First, we find an angle that's coterminal with $\dfrac{9\pi}{2}$ that lies in the range $[0,2\pi).$

\begin{align} \dfrac{9\pi}{2} - 2\pi &= \dfrac{5\pi}{2}\\[5pt] \dfrac{5\pi}{2} - 2\pi &= \dfrac{\pi}{2}\quad{\color{green}{\checkmark}} \end{align}

Therefore, $\cos \left(\dfrac{9\pi}2\right) = \cos \left(\dfrac{\pi}2\right).$

The angle $\dfrac{\pi}{2}$ is a quadrantal angle. Let's draw out the quadrantal angles on the unit circle.

From the unit circle, we see that the angle $\dfrac{\pi}{2}$ corresponds to the point $(0,1).$

Since the cosine of the angle corresponds to the $x$-coordinate, we have $\cos{\left(\dfrac{\pi}{2}\right)} = 0.$

Therefore, $\cos \left(\dfrac{9\pi}2\right) = 0.$

First, we find an angle that's coterminal with $2\pi$ that lies in the range $[0,2\pi).$

\[ 2\pi - 2\pi = 0\quad{\color{green}{\checkmark}} \]

Therefore, $\cos 0 = \cos 2\pi.$

The angle $0$ is a quadrantal angle. Let's draw out the quadrantal angles on the unit circle.

From the unit circle, we see that the angle $0$ corresponds to the point $(1,0).$

Since the cosine of the angle corresponds to the $x$-coordinate, we have $\cos 0 = 1.$

Therefore, using the fact that $\sec{\theta} = \dfrac{1}{\cos\theta},$ we have

\[ \sec{0} = \dfrac{1}{\cos{0} }= \dfrac{1}{1}. \]

Therefore, $\sec 2\pi = 1.$

First, we find an angle that's coterminal with $-270^\circ$ that lies in the range $[0^\circ, 360^\circ).$

\[ -270^\circ + 360^\circ = 90^\circ\quad{\color{green}{\checkmark}} \]

Therefore, $\sec\left(-270^\circ\right) = \sec{90^\circ}.$

The angle $90^\circ$ is a quadrantal angle. Let's draw out the quadrantal angles on the unit circle.

Pointing dataset excerpts

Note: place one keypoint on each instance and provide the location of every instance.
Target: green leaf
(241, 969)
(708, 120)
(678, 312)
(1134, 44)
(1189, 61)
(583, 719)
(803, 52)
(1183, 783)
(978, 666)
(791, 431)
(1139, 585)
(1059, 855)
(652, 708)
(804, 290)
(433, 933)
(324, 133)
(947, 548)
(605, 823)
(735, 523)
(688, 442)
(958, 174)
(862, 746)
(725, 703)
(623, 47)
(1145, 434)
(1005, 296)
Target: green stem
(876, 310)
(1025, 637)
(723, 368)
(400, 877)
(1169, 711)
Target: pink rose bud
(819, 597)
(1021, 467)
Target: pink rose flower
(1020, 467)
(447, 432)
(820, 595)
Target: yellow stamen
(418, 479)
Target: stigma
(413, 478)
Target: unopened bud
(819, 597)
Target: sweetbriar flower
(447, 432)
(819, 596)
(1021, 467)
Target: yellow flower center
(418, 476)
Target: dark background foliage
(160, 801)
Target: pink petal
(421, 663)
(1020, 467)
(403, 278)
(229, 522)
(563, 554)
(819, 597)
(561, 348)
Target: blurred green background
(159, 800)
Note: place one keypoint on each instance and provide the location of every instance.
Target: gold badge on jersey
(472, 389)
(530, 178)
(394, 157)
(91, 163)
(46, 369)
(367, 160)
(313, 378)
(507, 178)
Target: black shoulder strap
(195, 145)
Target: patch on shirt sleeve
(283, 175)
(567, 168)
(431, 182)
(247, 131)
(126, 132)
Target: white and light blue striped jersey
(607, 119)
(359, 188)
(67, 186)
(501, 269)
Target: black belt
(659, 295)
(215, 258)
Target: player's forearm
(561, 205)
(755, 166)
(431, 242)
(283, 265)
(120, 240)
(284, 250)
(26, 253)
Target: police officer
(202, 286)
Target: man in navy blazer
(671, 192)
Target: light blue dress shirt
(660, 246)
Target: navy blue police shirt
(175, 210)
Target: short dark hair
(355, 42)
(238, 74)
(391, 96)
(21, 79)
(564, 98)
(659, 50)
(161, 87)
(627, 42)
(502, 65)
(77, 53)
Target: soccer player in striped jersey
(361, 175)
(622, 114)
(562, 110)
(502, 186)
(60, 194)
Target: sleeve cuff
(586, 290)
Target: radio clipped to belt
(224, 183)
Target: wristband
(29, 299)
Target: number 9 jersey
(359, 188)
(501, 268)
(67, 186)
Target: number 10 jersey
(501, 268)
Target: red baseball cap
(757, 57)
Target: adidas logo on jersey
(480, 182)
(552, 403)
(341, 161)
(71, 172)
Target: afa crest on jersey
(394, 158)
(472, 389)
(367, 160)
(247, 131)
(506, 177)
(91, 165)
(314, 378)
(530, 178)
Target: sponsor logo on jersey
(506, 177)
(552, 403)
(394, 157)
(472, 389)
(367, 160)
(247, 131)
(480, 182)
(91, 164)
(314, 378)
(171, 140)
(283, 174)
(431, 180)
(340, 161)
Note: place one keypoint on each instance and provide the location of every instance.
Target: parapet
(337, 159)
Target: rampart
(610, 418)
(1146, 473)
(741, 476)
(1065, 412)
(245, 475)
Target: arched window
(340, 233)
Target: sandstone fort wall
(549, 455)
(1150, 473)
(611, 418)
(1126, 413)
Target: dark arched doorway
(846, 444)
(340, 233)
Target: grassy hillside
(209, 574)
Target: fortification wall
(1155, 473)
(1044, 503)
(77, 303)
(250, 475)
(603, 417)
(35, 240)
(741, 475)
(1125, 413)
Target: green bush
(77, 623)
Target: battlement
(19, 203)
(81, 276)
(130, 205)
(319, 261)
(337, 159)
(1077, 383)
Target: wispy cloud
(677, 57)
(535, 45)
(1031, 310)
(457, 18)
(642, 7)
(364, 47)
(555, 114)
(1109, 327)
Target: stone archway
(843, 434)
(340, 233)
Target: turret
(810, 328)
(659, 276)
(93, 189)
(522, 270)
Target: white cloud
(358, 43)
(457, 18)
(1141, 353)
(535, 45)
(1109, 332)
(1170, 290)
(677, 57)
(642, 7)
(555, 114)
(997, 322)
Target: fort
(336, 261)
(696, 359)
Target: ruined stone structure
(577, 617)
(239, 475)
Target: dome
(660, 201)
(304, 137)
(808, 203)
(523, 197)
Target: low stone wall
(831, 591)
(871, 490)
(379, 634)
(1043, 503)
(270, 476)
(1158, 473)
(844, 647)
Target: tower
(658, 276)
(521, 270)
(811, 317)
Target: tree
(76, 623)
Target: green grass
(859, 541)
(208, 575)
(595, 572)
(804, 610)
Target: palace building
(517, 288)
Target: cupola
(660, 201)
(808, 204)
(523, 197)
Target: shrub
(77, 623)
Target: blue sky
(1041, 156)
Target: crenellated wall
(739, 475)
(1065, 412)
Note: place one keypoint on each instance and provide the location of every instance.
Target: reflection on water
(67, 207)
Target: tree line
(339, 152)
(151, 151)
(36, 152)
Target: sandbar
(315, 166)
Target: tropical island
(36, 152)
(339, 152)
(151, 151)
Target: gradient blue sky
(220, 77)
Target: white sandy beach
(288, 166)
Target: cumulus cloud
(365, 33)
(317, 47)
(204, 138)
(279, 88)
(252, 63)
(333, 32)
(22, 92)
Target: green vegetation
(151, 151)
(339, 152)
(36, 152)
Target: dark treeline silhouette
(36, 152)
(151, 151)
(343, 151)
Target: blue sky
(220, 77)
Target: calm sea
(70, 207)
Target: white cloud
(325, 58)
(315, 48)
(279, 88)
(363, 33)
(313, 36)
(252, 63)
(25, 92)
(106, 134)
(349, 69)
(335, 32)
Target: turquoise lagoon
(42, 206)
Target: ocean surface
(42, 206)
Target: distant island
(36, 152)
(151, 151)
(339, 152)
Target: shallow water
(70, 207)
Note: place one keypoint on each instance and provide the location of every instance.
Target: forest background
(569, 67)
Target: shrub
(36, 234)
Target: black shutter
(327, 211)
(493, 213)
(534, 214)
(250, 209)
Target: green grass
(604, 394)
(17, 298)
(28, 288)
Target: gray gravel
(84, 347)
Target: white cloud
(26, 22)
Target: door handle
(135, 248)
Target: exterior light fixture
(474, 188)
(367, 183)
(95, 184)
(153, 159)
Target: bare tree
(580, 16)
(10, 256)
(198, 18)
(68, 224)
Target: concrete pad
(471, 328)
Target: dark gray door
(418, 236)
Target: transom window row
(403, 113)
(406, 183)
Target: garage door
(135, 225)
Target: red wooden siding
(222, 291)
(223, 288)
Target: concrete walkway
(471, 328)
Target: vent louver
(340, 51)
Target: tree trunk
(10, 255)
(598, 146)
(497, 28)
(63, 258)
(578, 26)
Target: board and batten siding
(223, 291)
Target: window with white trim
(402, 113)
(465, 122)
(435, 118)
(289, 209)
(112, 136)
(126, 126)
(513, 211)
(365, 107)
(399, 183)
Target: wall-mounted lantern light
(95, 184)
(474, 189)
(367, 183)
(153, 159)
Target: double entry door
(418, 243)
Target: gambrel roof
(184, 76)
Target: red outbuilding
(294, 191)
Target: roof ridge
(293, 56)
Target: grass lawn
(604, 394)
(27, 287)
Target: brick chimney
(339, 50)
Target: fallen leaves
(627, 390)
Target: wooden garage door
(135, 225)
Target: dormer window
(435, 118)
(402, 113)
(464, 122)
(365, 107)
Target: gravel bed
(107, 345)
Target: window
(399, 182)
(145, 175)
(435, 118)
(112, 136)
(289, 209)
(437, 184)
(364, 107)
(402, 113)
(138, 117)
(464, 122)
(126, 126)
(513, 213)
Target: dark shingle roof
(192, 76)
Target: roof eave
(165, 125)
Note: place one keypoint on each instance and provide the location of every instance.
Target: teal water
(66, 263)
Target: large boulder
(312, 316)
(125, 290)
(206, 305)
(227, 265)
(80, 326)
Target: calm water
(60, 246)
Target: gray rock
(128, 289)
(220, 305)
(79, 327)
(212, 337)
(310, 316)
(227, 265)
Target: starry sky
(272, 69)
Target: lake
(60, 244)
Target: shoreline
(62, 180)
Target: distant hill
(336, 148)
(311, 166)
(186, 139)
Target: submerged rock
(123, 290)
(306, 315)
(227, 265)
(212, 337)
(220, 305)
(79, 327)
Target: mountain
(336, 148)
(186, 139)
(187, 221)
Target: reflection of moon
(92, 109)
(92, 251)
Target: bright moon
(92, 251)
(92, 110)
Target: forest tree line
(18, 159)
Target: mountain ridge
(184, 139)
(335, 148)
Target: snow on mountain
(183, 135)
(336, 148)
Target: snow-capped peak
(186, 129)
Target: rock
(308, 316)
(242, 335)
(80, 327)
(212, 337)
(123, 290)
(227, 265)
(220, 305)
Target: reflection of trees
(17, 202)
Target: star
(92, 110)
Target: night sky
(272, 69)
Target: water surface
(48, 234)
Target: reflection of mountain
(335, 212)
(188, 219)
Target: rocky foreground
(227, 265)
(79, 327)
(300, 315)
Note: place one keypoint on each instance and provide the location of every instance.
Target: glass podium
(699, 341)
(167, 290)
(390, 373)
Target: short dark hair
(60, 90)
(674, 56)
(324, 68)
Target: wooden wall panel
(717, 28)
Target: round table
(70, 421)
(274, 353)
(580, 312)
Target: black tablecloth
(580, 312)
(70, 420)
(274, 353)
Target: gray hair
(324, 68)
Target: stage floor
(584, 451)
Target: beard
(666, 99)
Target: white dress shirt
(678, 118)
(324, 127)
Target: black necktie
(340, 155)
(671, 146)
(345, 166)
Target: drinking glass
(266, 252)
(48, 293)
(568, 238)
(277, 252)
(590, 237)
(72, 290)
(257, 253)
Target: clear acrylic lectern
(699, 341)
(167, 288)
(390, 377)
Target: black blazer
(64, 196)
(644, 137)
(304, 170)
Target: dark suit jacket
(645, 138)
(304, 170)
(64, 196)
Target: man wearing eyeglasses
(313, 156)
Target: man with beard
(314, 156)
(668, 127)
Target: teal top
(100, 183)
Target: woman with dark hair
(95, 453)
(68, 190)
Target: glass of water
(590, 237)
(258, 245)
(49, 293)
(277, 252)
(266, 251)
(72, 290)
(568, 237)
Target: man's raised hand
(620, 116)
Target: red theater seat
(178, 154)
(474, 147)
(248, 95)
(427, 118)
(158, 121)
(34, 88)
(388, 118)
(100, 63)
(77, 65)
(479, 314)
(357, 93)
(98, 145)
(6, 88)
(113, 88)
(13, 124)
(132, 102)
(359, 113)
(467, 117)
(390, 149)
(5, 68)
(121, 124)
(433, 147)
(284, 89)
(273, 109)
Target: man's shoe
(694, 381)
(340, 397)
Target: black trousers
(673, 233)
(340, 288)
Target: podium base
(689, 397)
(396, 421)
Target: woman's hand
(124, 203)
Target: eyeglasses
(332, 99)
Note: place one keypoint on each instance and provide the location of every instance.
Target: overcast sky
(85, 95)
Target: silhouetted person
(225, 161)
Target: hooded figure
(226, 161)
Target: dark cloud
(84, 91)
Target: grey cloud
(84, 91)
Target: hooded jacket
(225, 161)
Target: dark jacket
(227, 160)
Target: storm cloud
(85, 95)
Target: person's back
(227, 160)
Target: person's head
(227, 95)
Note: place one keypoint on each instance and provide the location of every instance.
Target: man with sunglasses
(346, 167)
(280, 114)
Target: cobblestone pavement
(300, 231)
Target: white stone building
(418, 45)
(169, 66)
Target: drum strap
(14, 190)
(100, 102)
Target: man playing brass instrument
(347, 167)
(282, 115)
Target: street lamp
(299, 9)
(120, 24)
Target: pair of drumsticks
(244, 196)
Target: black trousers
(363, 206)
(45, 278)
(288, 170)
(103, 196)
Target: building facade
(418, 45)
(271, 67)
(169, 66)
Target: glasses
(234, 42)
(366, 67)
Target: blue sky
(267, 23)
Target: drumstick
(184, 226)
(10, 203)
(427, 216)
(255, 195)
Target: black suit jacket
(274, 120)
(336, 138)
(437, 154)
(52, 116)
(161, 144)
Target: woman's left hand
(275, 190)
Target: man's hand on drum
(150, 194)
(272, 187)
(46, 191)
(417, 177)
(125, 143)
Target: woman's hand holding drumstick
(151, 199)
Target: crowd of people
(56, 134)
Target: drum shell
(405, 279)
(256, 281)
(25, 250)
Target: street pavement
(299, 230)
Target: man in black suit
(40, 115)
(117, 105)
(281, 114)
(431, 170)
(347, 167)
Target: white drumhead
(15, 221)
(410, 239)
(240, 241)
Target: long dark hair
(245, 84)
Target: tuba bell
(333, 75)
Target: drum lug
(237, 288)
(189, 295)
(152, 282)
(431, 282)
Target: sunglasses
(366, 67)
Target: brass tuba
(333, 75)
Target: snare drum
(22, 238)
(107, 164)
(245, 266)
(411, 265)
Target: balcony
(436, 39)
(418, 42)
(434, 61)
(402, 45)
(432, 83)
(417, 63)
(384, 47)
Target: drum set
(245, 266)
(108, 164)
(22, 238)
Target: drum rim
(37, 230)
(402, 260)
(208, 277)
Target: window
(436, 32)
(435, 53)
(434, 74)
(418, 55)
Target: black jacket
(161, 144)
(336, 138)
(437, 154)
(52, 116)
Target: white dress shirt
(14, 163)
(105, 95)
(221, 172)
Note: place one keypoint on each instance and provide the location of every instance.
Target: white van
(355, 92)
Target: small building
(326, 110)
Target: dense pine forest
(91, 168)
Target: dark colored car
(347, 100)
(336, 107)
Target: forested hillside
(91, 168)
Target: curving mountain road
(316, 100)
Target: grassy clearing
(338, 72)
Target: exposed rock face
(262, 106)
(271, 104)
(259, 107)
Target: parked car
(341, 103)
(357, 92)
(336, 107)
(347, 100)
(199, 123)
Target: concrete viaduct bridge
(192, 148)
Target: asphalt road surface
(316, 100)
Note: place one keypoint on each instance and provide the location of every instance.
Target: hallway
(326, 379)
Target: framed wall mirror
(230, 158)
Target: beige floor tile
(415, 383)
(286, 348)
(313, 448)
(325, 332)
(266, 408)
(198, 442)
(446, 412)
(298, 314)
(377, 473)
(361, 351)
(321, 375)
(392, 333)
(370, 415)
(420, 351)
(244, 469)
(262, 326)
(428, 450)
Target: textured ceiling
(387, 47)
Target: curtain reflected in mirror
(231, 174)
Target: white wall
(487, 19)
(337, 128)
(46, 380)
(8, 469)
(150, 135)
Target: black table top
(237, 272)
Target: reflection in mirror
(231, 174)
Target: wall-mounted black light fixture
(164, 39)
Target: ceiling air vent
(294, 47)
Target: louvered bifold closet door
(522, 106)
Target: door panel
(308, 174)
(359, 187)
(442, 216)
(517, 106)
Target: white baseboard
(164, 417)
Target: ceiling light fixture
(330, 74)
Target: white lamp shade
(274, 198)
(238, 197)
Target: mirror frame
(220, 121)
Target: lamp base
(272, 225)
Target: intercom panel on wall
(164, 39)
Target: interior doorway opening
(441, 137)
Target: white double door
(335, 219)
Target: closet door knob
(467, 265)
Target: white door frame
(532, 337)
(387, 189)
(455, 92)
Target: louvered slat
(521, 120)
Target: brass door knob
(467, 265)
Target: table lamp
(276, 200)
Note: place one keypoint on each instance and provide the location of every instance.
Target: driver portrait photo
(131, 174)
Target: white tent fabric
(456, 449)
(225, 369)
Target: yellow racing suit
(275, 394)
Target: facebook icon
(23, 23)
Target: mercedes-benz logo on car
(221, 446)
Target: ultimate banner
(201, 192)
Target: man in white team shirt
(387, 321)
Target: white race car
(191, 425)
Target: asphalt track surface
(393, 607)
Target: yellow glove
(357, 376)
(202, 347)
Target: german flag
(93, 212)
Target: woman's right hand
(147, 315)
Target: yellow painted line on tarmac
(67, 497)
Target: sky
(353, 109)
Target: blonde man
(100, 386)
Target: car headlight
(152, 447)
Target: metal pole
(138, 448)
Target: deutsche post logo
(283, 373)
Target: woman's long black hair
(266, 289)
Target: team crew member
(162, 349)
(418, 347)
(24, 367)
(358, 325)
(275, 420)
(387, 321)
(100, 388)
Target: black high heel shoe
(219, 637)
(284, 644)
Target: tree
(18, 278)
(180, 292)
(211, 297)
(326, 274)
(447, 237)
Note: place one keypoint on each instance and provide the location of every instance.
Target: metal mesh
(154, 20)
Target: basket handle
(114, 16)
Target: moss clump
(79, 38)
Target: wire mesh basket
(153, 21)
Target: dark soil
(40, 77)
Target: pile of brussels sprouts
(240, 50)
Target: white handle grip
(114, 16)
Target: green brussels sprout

▸ **STATED GOAL 1**: Which angles does the trigonometry walkthrough start from when it looks for a coterminal angle in a standard range?
▸ **STATED GOAL 2**: Write the next part of the trigonometry walkthrough, continuing after its last sentence.

▸ **WRITTEN REPLY 1**: 9π/2, 2π, −270°

▸ **WRITTEN REPLY 2**:
From the unit circle, we see that the angle $90^\circ$ corresponds to the point $(0,1).$

Since the cosine of the angle corresponds to the $x$-coordinate, we have $\cos{90^\circ} = 0.$

Therefore, using the fact that $\sec{\theta} = \dfrac{1}{\cos\theta},$ we have

\[ \sec{(90^\circ)} = \dfrac{1}{\cos{(90^\circ)}} = \dfrac{1}{0}. \]

However, division by zero is undefined. Therefore, since $\sec(-270^\circ)$ is undefined, $\sec(90^\circ)$ is also undefined.

First, we find an angle that's coterminal with $-90^\circ$ that lies in the range $[0,360^\circ).$

\[ -90^\circ + 360^\circ = 270^\circ\quad{\color{green}{\checkmark}} \]

Therefore, $\csc \left(-90^\circ \right) = \csc \left(270^\circ\right).$

The angle $270^\circ$ is a quadrantal angle. Let's draw out the quadrantal angles on the unit circle.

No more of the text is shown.